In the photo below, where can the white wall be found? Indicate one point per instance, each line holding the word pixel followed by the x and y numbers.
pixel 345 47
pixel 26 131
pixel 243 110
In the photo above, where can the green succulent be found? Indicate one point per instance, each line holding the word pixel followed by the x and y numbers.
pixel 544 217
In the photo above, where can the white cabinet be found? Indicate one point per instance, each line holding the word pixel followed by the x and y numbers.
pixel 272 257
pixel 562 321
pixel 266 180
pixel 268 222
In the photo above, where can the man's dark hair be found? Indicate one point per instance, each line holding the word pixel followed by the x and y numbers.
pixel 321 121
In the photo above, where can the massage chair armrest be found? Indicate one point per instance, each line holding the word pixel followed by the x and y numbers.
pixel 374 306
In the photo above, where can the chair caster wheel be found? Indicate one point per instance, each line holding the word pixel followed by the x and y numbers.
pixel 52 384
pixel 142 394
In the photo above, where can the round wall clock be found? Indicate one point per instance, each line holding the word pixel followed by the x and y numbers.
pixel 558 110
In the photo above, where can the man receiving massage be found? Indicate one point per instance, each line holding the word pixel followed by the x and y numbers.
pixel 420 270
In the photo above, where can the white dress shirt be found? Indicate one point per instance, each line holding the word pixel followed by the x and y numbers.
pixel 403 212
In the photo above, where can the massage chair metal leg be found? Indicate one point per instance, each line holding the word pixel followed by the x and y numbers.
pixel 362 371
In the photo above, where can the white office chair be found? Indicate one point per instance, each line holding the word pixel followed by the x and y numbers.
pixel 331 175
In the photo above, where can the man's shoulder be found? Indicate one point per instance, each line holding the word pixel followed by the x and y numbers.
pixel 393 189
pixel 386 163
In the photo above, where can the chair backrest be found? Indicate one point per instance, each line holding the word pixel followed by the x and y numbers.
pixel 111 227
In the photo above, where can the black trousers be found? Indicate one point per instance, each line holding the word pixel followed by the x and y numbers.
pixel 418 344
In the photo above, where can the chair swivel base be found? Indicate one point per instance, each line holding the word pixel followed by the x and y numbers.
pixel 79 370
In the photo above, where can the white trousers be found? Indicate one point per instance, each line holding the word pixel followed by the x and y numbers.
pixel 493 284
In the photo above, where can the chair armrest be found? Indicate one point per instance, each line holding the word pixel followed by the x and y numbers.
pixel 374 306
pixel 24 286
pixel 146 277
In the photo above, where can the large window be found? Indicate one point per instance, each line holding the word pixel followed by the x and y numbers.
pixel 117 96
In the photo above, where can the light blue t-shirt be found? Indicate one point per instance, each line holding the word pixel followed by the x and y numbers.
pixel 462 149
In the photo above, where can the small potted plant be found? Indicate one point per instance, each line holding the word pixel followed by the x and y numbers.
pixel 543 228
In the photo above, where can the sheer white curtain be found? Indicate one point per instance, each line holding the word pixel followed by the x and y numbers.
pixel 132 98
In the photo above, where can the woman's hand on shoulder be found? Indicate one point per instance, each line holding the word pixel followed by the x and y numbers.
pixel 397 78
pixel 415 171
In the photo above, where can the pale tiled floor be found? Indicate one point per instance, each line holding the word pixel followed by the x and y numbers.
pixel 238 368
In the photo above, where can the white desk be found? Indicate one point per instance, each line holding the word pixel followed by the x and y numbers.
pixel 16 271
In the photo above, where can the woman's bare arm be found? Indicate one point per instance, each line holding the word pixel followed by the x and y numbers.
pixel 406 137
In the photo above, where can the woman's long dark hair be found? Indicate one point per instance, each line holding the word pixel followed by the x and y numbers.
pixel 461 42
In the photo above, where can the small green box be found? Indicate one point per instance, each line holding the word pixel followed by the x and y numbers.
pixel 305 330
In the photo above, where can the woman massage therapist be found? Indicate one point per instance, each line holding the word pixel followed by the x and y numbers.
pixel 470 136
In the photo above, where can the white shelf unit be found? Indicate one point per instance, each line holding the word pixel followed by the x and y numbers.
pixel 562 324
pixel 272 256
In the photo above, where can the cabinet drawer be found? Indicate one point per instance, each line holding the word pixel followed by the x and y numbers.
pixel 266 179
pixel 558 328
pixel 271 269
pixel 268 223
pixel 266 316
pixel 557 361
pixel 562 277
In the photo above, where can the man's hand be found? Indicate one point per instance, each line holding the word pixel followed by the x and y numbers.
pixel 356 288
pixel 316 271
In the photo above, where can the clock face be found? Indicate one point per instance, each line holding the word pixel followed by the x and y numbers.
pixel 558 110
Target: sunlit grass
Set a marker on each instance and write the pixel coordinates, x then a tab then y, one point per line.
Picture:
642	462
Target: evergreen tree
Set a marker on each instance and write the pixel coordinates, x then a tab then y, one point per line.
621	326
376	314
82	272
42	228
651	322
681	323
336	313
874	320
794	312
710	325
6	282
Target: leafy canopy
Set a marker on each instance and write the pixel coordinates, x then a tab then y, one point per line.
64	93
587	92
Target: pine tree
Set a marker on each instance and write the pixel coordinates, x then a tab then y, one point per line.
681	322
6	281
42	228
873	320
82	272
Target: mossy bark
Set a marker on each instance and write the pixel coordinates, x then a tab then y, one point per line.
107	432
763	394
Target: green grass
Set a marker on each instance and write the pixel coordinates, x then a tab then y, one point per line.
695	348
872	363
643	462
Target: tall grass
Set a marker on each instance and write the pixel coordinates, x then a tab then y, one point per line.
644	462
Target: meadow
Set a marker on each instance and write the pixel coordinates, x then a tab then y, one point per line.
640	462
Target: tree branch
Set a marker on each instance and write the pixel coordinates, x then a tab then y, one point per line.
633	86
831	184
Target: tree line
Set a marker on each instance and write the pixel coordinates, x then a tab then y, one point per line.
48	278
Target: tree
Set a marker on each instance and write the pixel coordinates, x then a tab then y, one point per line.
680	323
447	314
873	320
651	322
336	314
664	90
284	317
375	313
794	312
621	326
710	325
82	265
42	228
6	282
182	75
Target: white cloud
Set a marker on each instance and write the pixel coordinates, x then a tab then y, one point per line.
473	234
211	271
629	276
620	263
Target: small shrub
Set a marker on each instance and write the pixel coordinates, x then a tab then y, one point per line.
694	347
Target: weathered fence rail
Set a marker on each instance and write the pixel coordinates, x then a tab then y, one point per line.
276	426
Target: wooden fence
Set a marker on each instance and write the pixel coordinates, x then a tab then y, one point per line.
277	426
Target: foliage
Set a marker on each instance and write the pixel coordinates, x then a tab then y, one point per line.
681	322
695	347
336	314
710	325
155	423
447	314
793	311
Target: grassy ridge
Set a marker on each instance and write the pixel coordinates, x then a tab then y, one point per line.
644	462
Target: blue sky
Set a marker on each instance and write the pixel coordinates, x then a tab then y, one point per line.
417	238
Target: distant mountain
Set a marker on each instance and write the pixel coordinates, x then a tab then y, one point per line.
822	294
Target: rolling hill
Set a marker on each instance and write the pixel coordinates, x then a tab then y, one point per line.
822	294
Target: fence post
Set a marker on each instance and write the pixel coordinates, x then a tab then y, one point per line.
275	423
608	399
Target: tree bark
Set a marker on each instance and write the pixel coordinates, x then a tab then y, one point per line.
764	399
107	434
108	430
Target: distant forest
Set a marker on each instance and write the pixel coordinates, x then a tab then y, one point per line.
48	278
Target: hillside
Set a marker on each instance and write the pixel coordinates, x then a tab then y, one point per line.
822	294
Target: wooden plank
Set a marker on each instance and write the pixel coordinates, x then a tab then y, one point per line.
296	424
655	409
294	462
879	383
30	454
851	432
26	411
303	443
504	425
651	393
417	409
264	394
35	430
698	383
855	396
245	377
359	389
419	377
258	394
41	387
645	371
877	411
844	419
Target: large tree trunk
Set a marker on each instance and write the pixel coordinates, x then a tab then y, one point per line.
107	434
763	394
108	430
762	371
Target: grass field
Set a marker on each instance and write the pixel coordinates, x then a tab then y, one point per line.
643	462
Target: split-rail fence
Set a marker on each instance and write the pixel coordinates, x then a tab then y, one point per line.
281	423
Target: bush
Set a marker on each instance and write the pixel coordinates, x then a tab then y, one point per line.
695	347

----

Look back at the entries above and repeat, unchanged, every line from the line holding "In the photo above, where can the man's hand" through the line holding "Target: mossy bark".

RESPONSE AREA
In the photo above, where can the man's hand be found? Indicate one point per instance, each line holding the word pixel followed by the x and y numbers.
pixel 356 288
pixel 316 271
In the photo above, where can the clock face be found? Indicate one point per instance, each line holding the word pixel followed by the x and y numbers.
pixel 558 110
Target: sunlit grass
Set a marker on each instance and write the pixel coordinates, x then a tab then y, one point per line.
Picture:
642	462
Target: evergreen tree
Set a marker on each instance and write the pixel coordinates, x then a tab then y, one point per line.
621	326
376	314
82	272
42	228
651	322
681	323
336	313
874	320
794	312
710	325
6	282
Target: leafy canopy
Set a marker on each instance and write the pixel coordinates, x then a tab then y, one point per line.
64	93
587	92
Target: pine tree
Set a marker on each instance and write the pixel coordinates, x then a tab then y, one point per line.
681	322
6	281
42	228
873	320
82	272
Target: mossy bark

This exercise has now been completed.